SET EXERCISE | Rewrite the lines of these items, changing every "green grass tuft" to "grass clump" and leaving everything else as is.

** BEGIN **

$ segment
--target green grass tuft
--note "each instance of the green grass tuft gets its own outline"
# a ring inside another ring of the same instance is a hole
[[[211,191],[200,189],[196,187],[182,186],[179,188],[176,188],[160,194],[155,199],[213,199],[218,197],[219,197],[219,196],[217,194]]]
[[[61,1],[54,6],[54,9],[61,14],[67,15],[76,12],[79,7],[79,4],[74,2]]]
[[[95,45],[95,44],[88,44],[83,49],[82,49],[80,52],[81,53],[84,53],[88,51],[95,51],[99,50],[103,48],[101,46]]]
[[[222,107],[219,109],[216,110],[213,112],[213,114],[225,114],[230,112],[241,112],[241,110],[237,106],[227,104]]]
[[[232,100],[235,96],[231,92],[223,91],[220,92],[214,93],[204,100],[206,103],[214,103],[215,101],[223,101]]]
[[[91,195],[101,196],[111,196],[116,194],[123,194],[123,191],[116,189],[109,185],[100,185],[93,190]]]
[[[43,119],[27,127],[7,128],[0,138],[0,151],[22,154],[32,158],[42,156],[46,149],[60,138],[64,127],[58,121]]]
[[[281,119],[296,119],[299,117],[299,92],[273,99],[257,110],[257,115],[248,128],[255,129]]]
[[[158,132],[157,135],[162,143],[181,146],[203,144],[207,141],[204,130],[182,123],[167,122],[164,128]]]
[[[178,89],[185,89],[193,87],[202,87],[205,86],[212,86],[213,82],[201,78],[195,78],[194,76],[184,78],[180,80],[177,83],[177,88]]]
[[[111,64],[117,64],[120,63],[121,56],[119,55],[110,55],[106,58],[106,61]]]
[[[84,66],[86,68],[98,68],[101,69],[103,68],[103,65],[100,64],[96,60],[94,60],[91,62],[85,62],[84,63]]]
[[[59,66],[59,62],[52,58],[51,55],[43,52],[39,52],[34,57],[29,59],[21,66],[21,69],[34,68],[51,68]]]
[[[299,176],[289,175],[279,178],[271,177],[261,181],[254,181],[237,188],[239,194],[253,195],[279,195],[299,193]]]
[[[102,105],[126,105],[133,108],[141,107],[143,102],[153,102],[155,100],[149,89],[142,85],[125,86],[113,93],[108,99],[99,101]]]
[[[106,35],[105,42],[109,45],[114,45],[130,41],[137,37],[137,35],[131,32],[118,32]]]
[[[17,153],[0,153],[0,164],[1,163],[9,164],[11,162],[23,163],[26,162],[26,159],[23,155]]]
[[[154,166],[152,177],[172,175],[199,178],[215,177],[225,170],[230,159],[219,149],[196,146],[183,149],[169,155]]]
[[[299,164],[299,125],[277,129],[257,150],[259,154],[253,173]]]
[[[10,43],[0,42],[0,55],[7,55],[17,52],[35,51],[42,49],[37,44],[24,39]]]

** END **

SOLVED PROBLEM |
$ segment
--target grass clump
--note "each instance of the grass clump gets its own outline"
# a ring inside another ring of the same instance is a hole
[[[211,191],[200,189],[196,187],[182,186],[179,188],[176,188],[160,194],[155,199],[213,199],[218,197],[219,197],[219,196],[217,194]]]
[[[61,1],[54,6],[54,9],[61,14],[67,15],[76,12],[79,7],[79,4],[74,2]]]
[[[95,45],[95,44],[88,44],[83,49],[82,49],[80,52],[81,53],[84,53],[88,51],[95,51],[99,50],[103,48],[101,46]]]
[[[222,107],[219,109],[216,110],[213,112],[213,114],[225,114],[230,112],[241,112],[241,110],[237,106],[227,104]]]
[[[232,100],[235,96],[231,92],[223,91],[220,92],[214,93],[204,100],[206,103],[214,103],[215,101],[223,101]]]
[[[91,195],[101,196],[111,196],[116,194],[123,194],[123,191],[116,189],[109,185],[100,185],[93,190]]]
[[[43,119],[27,127],[7,128],[0,138],[0,151],[22,154],[32,158],[42,156],[46,149],[60,138],[64,127],[58,121]]]
[[[281,119],[296,119],[299,117],[299,92],[273,99],[257,110],[257,115],[248,128],[255,129]]]
[[[158,132],[157,135],[162,143],[181,146],[203,144],[207,141],[204,130],[182,123],[167,122],[164,128]]]
[[[178,89],[185,89],[193,87],[202,87],[205,86],[212,86],[213,82],[201,78],[195,78],[194,76],[184,78],[180,80],[177,83],[177,88]]]
[[[111,64],[117,64],[120,63],[121,56],[119,55],[110,55],[106,58],[106,61]]]
[[[84,66],[86,68],[98,68],[101,69],[103,68],[103,65],[100,64],[96,60],[94,60],[91,62],[85,62],[84,63]]]
[[[59,66],[59,62],[52,58],[51,55],[43,52],[39,52],[34,57],[29,59],[21,66],[21,69],[34,68],[51,68]]]
[[[299,176],[289,175],[279,178],[271,177],[261,181],[254,181],[237,188],[239,194],[253,195],[279,195],[299,193]]]
[[[102,105],[126,105],[133,108],[141,107],[143,102],[153,102],[155,100],[149,89],[142,85],[125,86],[113,93],[108,99],[99,101]]]
[[[106,35],[105,42],[109,45],[114,45],[130,41],[137,37],[137,35],[131,32],[118,32]]]
[[[17,153],[0,153],[0,164],[1,163],[9,164],[11,162],[23,163],[26,162],[26,159],[23,155]]]
[[[154,166],[152,177],[172,175],[199,178],[215,177],[225,170],[230,159],[219,149],[196,146],[183,149],[169,155]]]
[[[299,164],[299,125],[277,129],[257,150],[259,154],[253,173]]]
[[[10,43],[0,42],[0,55],[7,55],[17,52],[35,51],[42,49],[37,44],[24,39]]]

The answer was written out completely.